**Supplied information**:
★ ★ ★ ★

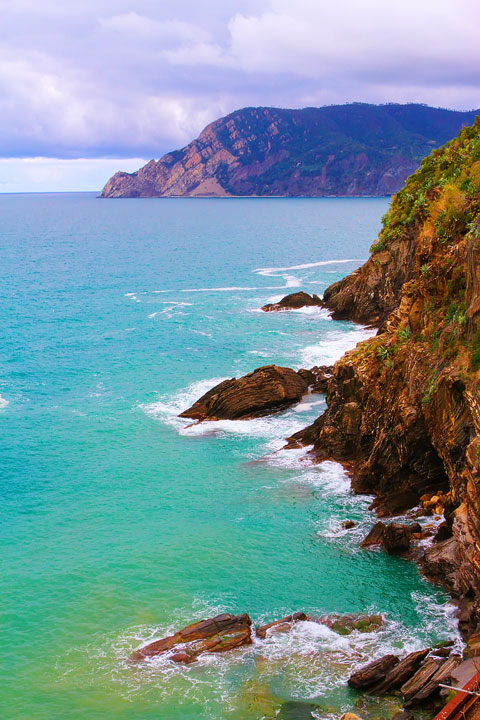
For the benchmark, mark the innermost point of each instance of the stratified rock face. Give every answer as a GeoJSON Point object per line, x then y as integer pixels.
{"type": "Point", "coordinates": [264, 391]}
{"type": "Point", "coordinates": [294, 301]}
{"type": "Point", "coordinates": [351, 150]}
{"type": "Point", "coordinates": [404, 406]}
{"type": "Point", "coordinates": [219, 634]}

★ ★ ★ ★

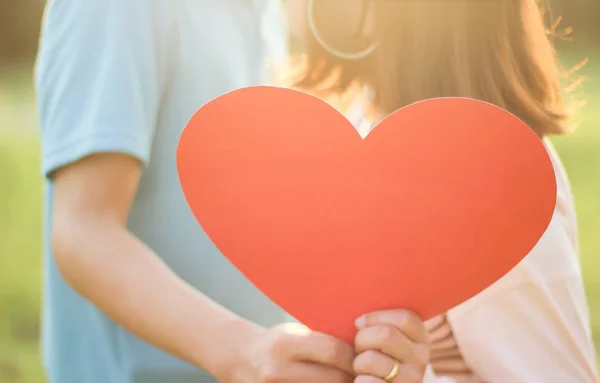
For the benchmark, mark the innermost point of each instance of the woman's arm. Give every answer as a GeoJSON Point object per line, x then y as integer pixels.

★ ★ ★ ★

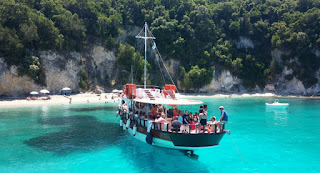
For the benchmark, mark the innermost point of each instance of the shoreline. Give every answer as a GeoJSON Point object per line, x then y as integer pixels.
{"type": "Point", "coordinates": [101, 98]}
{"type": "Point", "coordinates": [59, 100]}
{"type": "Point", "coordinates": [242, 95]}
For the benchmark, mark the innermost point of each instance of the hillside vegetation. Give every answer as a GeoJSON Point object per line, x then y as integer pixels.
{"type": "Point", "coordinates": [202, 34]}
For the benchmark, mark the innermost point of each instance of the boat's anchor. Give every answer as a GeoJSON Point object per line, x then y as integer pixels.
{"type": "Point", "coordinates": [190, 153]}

★ ★ ★ ★

Count how many lines in the records above contain the string "hillside", and give only that number.

**The result**: 1